## INSTRUKSI ANDA
Menurut teks tentang sikap santun di bawah, kepada golongan orang mana saja para salaf shalih senantiasa bersikap santun? Tuliskan semuanya dengan kata-kata teks tersebut.

## TEKS YANG DIBERIKAN

++++++++++

Santun
Para salaf sepakat bahwa kedudukan yang tinggi hanya bisa dicapai dengan etika yang semakin baik.
Para salaf shalih senantiasa bersikap santun kepada
yang kecil, sebagaimana kepada yang besar. Santun kepada yang jauh,
sebagaimana kepada yang dekat. Demikian juga mereka bersikap santun
kepada yang bodoh, sebagaimana mereka bersikap santun kepada yang
pintar.
Allah Ta`ala berfirman kepada Musa dan Harun a.s., “Maka berbicaralah kamu berdua kepadanya dengan kata-kata yang lemah lembut”, padahal Fir’aun adalah seorang kafir yang paling fasik.

++++++++++

## DATA YANG DIBERIKAN
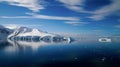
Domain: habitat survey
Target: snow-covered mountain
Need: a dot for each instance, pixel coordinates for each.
(29, 34)
(4, 32)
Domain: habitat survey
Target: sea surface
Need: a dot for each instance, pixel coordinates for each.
(83, 53)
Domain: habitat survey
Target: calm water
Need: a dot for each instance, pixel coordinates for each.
(75, 54)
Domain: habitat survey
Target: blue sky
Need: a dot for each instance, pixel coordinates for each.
(63, 16)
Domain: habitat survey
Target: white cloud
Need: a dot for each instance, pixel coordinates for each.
(76, 23)
(99, 14)
(117, 26)
(10, 26)
(39, 16)
(75, 5)
(106, 10)
(34, 5)
(13, 26)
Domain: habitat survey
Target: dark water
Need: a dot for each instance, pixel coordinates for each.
(40, 54)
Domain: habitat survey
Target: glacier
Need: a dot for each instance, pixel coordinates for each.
(29, 34)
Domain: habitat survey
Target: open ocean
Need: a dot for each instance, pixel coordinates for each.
(74, 54)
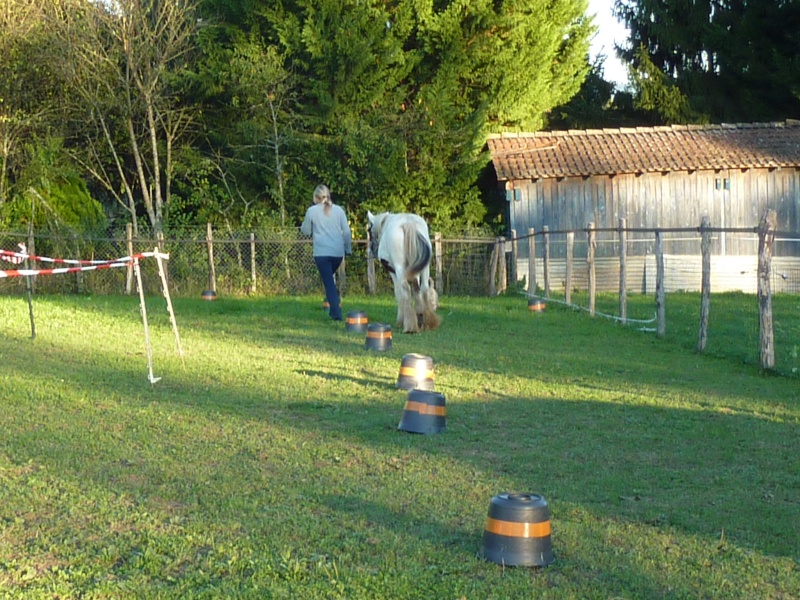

++++++++++

## JAWABAN LENGKAP
- yang kecil
- yang besar
- yang jauh
- yang dekat
- yang bodoh
- yang pintar